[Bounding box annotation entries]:
******************************

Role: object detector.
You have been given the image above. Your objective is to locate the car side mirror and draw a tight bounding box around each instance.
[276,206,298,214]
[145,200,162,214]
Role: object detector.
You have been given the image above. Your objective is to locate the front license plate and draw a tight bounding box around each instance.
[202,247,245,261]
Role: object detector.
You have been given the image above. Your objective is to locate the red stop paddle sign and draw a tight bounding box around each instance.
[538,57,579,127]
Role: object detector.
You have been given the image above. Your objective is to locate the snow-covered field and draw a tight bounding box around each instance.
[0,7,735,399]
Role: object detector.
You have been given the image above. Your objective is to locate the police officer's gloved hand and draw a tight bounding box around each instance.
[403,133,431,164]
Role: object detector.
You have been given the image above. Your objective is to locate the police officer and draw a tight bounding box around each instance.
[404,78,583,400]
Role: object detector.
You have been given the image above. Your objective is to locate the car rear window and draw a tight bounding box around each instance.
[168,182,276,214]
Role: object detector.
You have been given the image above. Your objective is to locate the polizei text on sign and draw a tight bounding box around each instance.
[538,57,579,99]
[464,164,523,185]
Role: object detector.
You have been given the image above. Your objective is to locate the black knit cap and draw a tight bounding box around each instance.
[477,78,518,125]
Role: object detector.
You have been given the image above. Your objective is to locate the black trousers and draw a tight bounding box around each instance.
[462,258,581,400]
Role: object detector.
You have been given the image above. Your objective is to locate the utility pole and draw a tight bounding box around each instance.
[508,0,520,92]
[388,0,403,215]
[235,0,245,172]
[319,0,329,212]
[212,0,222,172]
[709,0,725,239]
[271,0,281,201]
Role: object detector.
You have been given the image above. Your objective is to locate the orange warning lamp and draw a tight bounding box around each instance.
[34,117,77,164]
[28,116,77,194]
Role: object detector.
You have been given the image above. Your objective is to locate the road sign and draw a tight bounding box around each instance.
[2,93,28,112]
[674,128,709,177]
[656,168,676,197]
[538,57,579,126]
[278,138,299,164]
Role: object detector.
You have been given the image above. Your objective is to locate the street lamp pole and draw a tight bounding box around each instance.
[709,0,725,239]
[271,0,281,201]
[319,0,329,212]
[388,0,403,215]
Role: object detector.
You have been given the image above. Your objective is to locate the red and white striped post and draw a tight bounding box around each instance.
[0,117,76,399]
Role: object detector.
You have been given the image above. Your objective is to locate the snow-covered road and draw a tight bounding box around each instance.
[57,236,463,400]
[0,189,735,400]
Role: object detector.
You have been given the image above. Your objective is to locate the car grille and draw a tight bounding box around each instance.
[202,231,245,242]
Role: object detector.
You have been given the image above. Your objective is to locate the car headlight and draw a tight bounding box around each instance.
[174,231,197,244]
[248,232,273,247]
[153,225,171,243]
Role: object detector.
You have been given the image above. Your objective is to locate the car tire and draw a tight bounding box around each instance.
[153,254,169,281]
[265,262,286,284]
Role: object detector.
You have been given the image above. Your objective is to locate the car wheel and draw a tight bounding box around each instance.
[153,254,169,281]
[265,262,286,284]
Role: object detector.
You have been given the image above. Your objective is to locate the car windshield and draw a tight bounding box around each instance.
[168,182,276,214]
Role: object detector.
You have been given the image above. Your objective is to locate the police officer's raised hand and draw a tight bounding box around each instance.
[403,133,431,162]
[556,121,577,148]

******************************

[Objective]: Which lines in the rows above contain the word "police"? List each of those lines in full.

[Response]:
You have been given the image above. Your objective is to locate the police officer's gloved hand and draw a tight bounding box around each instance.
You have been given the image above. Your objective is to locate the police officer and draw a tight bounding box around each instance.
You have been given the image above. Your objective is to locate the police officer's raised hand and draw a tight bounding box around each instance.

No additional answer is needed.